Passage to read
· · · · · · ·

Why Can't I Have Her Body...

She's just so skinny. Perfect legs. Perfect breasts. Perfect stomach. Perfect hips. No marks. Nicely tanned skin. I could wear a bikini and not care what people think. I could wear dresses and skirts and not worry about my fat alien legs! I wouldn't be self-conscience about finding a man and that i don't have to worry if he likes my legs or stomach. I don't have to worry about him going, oh hold on a second, you're fat! I could go to the beaches with my friends wearing a cute bikini and jump of the jettee into the blue ocean.

But that'll never happen. I'll never get to wear a bikini and not worry what people think. I will never be able to stop worrying about my alien legs. I will always be self-conscience of finding a man and i'll always worry if he'll accept my image and body weight. I'll never be able to go the beach wearing a bikini and jump of the jettee with my friends. And it sucks.
No matter how hard i try to lose weight, i just can't.
bluebird96 bluebird96
18-21, F
2 Responses Jan 17, 2013

I was a fat baby, fat child, and fat adult. In my 60 years on this earth, I have spent most of my life (from my teenage years) starving - starving and then binging. I gained more back than I had lost. It was a nightmare of a roller coaster both physically and mentally. I topped out at 260 pounds (5' 4") and I gave totally up on dieting.

Then I met a doctor, He prescribed the drug, MERIDIA. It was a miracle drug. You see, there is a walnut-sized place deep in the brain called the hypothalamus and it is the control center for food consumption, (Look it up on the internet) If you are obese (100 or more pounds), you probably have a problem in the compulsive control center of the brain (the hypothalamus).

· · · · · · ·

Dataset content
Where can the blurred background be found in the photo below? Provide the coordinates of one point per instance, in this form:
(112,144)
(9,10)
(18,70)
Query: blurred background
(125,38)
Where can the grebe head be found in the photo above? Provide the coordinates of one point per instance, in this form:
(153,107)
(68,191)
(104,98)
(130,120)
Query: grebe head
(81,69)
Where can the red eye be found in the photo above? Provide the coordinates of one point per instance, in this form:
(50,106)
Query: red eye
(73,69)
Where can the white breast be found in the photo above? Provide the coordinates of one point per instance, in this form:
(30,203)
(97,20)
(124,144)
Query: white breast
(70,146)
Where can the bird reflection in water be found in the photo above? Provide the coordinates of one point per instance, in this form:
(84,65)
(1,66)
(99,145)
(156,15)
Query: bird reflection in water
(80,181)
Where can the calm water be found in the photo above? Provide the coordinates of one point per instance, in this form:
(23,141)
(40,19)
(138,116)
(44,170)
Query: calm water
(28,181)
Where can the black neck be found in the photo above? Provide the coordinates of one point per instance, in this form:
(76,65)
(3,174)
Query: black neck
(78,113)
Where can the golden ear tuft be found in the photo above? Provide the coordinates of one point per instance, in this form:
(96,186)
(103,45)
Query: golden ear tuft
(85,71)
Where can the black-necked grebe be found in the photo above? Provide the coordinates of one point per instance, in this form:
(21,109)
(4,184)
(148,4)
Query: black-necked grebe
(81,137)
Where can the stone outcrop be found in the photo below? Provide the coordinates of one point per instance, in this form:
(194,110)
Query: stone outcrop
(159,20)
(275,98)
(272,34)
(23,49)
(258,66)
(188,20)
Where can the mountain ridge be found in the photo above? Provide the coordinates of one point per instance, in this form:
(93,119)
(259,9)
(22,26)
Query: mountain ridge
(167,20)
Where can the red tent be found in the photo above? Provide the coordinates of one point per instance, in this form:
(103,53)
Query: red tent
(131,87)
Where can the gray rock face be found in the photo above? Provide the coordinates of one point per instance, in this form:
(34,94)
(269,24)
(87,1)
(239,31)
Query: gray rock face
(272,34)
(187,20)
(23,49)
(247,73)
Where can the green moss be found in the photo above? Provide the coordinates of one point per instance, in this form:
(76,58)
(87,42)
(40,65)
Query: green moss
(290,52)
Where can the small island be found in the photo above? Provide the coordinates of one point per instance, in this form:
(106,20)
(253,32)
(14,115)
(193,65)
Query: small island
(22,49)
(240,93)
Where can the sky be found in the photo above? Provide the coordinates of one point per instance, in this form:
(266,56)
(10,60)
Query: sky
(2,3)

· · · · · · ·

Work instruction A
In the post on body weight, which drug did the doctor prescribe?
Work instruction B
Sum up the post on body weight in two sentences.
Work instruction C
Please continue the post on body weight from the point where it stops, carrying on the reply about MERIDIA and the hypothalamus.

Written reply A
MERIDIA.

Written reply B
The first writer wishes for a thin body so she could wear a bikini and not worry whether a man would accept her weight, but believes this will never happen because she can't lose weight no matter how hard she tries. A 60-year-old responder describes a lifetime of starving and binging that reached 260 pounds before a doctor prescribed MERIDIA, which the responder calls a miracle drug and links to the hypothalamus, the brain's control center for food consumption.

Written reply C
If you are being treated for an issue in the brain - like clinical depression or something - ask your doctor to add FLUOXETINE to your current meds. It does the same thing as MERIDA.

Both of these drugs change your eating habits, It's absolutely amazing. I, too, went to McDonalds (or some where like it) before going to a gathering. I got out of bed in the mornings daydreaming about what I would eat at lunch and dinner, A [fat] friend and I traveled together and we spent hours discussing what we could eat throughout the coming days, And more and more. I didn't realize how insane it was - until I got that little pill.

I lost 100 pounds. I never dieted and I never exercised (I do regret that); I never counted a calorie or denied myself anything I wanted. The deal was that I just didn't want it anymore. I could think of a hamburger and it felt heavy and greasy. I could think of a salad and it seemed perfect and wonderful. When I did want a hamburger, I ate it. I continue to take the pill, but in the last 6 years, I haven't gained an ounce.

Please talk to your doctor. If he doesn't give you one of these pills, find another doctor. In all my years, I've only had two doctors who knew of these drugs and understood my problem. Don't give up.

Wow, thank-you for writing all of that. :)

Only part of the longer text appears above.